Given instruction
Continue the post below about reading a Google Cloud Storage file with Spark in Scala, picking up right after its last line.

Source text
8

As given in the below blog,

https://cloud.google.com/blog/big-data/2016/06/google-cloud-dataproc-the-fast-easy-and-safe-way-to-try-spark-20-preview

I was trying to read file from Google Cloud Storage using Spark-scala. For that I have imported Google Cloud Storage Connector and Google Cloud Storage as below,

// https://mvnrepository.com/artifact/com.google.cloud/google-cloud-storage
compile group: 'com.google.cloud', name: 'google-cloud-storage', version: '0.7.0'

// https://mvnrepository.com/artifact/com.google.cloud.bigdataoss/gcs-connector
compile group: 'com.google.cloud.bigdataoss', name: 'gcs-connector', version: '1.6.0-hadoop2'

After that created a simple scala object file like below, (Created a sparkSession)

val csvData = spark.read.csv("gs://my-bucket/project-data/csv")

But it is throwing below error,

17/03/01 20:16:02 INFO GoogleHadoopFileSystemBase: GHFS version: 1.6.0-hadoop2
17/03/01 20:16:23 WARN HttpTransport: exception thrown while executing request
java.net.SocketTimeoutException: connect timed out
    at java.net.DualStackPlainSocketImpl.waitForConnect(Native Method)
    at java.net.DualStackPlainSocketImpl.socketConnect(DualStackPlainSocketImpl.java:85)
    at java.net.AbstractPlainSocketImpl.doConnect(AbstractPlainSocketImpl.java:350)
    at java.net.AbstractPlainSocketImpl.connectToAddress(AbstractPlainSocketImpl.java:206)
    at java.net.AbstractPlainSocketImpl.connect(AbstractPlainSocketImpl.java:188)
    at java.net.PlainSocketImpl.connect(PlainSocketImpl.java:172)
    at java.net.SocksSocketImpl.connect(SocksSocketImpl.java:392)
    at java.net.Socket.connect(Socket.java:589)
    at sun.net.NetworkClient.doConnect(NetworkClient.java:175)
    at sun.net.www.http.HttpClient.openServer(HttpClient.java:432)
    at sun.net.www.http.HttpClient.openServer(HttpClient.java:527)
    at sun.net.www.http.HttpClient.<init>(HttpClient.java:211)
    at sun.net.www.http.HttpClient.New(HttpClient.java:308)

Material
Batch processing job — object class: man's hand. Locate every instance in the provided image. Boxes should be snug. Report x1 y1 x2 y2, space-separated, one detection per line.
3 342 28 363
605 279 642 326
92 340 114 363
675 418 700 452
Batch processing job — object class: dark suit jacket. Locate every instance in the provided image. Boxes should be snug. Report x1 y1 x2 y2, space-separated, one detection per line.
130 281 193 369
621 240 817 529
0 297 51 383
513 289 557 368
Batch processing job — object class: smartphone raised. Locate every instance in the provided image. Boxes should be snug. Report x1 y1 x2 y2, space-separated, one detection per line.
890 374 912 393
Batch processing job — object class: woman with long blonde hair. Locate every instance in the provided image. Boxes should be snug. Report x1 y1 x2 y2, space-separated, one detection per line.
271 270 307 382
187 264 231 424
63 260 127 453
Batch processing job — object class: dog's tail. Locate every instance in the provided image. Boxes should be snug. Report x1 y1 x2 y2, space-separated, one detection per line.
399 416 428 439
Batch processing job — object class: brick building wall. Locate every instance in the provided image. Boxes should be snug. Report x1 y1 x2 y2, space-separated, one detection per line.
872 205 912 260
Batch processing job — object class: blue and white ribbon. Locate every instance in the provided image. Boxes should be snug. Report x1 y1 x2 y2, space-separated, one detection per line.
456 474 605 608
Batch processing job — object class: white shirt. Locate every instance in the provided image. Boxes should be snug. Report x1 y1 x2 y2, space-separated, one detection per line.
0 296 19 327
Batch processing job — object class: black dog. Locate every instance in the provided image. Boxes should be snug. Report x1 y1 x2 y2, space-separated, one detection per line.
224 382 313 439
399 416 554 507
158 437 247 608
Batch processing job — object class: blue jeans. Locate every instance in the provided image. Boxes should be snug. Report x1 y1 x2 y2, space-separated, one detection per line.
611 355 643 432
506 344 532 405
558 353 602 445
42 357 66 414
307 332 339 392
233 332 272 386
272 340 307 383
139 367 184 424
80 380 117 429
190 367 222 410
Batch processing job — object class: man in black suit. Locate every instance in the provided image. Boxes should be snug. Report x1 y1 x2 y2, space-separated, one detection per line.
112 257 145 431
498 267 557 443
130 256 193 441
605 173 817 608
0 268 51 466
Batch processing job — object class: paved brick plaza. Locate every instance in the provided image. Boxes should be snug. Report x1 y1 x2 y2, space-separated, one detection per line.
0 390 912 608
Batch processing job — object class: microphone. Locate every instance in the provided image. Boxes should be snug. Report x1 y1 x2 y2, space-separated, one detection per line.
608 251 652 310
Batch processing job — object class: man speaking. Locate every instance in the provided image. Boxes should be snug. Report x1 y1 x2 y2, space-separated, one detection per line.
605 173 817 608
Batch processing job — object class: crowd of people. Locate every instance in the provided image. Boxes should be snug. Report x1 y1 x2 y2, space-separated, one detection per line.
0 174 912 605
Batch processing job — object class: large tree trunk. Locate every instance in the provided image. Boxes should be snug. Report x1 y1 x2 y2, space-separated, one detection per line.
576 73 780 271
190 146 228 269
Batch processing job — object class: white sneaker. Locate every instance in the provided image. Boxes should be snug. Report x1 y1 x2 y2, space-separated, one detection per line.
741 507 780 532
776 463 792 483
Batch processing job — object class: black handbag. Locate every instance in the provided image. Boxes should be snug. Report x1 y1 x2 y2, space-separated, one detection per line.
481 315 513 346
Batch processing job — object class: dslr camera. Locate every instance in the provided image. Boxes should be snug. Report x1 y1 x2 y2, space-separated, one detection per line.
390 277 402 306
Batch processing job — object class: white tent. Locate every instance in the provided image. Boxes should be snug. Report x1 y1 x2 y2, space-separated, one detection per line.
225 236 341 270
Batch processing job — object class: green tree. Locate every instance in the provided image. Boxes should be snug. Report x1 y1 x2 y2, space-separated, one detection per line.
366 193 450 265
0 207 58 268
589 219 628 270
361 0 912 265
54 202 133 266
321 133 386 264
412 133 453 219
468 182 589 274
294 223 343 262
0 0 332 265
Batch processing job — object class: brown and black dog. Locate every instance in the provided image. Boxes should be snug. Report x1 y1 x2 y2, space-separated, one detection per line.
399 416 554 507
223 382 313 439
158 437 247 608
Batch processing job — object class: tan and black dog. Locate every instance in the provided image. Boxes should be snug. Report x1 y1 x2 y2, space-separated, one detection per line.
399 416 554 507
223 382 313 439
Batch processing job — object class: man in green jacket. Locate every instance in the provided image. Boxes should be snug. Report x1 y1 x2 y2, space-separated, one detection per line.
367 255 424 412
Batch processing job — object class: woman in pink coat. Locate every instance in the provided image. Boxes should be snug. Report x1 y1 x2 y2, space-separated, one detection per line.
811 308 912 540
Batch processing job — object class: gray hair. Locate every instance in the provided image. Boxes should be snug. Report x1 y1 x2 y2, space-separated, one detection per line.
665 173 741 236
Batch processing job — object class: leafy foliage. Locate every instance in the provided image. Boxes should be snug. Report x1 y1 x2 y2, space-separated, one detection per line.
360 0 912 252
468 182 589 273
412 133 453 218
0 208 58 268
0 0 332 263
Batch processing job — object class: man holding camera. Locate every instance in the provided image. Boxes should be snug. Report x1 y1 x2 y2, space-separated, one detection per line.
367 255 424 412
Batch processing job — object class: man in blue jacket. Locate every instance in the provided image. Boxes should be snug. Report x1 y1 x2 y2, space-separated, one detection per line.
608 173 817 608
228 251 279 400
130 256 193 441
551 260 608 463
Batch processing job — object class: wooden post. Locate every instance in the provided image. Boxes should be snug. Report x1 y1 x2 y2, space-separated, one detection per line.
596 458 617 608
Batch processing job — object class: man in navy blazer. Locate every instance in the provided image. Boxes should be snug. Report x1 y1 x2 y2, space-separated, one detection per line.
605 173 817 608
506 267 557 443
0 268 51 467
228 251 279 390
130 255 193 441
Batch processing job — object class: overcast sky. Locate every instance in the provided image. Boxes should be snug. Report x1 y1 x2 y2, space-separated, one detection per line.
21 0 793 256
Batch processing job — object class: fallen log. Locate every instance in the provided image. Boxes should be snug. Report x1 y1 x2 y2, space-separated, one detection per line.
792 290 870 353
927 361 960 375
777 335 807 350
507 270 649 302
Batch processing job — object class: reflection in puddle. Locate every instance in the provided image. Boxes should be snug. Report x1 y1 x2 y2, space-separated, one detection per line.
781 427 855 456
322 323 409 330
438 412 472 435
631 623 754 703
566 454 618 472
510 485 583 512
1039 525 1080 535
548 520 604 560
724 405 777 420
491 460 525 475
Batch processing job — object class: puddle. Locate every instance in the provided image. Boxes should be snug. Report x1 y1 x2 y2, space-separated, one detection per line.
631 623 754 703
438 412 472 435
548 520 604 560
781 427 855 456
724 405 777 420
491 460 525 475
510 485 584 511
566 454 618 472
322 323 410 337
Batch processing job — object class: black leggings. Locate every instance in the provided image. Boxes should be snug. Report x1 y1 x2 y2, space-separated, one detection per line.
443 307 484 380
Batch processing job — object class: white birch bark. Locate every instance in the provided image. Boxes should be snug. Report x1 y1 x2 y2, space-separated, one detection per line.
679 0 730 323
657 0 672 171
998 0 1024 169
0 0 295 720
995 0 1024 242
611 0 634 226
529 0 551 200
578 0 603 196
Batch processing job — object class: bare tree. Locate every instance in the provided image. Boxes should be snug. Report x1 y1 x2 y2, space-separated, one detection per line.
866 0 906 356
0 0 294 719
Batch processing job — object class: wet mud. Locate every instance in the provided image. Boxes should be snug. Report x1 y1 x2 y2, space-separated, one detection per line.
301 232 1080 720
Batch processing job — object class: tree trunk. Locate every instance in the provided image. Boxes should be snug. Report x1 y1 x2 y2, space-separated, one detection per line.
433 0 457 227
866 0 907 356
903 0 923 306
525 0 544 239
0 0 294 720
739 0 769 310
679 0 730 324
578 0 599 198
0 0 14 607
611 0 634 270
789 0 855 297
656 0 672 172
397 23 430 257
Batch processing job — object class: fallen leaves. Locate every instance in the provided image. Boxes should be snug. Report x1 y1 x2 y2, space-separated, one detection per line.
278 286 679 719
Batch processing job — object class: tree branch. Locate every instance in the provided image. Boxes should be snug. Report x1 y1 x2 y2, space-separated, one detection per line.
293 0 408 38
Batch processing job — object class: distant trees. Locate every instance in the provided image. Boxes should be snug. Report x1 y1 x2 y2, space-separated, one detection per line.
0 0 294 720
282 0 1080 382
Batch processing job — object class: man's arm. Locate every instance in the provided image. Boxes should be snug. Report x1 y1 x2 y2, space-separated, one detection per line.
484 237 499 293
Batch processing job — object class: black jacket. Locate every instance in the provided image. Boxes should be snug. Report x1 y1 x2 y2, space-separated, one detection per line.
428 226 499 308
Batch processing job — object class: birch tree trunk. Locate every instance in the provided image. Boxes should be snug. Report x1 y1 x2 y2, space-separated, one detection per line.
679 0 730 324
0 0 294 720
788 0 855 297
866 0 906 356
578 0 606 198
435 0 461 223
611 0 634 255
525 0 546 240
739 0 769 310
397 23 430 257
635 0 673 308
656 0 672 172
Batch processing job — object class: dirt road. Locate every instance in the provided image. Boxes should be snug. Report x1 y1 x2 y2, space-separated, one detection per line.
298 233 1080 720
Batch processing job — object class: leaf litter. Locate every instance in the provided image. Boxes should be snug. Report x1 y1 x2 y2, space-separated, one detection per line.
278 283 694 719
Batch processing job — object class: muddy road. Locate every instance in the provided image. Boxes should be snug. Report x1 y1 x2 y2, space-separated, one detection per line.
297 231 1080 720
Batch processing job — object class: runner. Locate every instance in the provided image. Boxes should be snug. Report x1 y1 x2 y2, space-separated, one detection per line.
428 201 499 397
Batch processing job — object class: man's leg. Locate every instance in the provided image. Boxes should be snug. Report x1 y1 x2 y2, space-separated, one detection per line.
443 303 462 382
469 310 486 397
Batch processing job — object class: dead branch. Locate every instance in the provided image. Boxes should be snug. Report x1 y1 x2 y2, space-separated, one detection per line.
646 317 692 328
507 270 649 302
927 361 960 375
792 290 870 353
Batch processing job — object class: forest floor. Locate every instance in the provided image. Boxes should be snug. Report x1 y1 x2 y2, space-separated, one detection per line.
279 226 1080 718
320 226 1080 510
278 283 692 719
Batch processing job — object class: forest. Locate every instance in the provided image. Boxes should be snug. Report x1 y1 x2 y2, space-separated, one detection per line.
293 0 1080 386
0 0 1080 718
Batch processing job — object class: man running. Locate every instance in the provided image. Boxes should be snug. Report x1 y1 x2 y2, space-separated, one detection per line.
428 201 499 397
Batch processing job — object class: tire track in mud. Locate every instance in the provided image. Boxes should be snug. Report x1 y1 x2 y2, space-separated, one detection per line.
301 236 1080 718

Result
    at sun.net.www.http.HttpClient.New(HttpClient.java:326)
    at sun.net.www.protocol.http.HttpURLConnection.getNewHttpClient(HttpURLConnection.java:1169)
    at sun.net.www.protocol.http.HttpURLConnection.plainConnect0(HttpURLConnection.java:1105)
    at sun.net.www.protocol.http.HttpURLConnection.plainConnect(HttpURLConnection.java:999)
    at sun.net.www.protocol.http.HttpURLConnection.connect(HttpURLConnection.java:933)
    at com.google.api.client.http.javanet.NetHttpRequest.execute(NetHttpRequest.java:93)
    at com.google.api.client.http.HttpRequest.execute(HttpRequest.java:981)
    at com.google.cloud.hadoop.util.CredentialFactory$ComputeCredentialWithRetry.executeRefreshToken(CredentialFactory.java:158)
    at com.google.api.client.auth.oauth2.Credential.refreshToken(Credential.java:489)
    at com.google.cloud.hadoop.util.CredentialFactory.getCredentialFromMetadataServiceAccount(CredentialFactory.java:205)
    at com.google.cloud.hadoop.util.CredentialConfiguration.getCredential(CredentialConfiguration.java:70)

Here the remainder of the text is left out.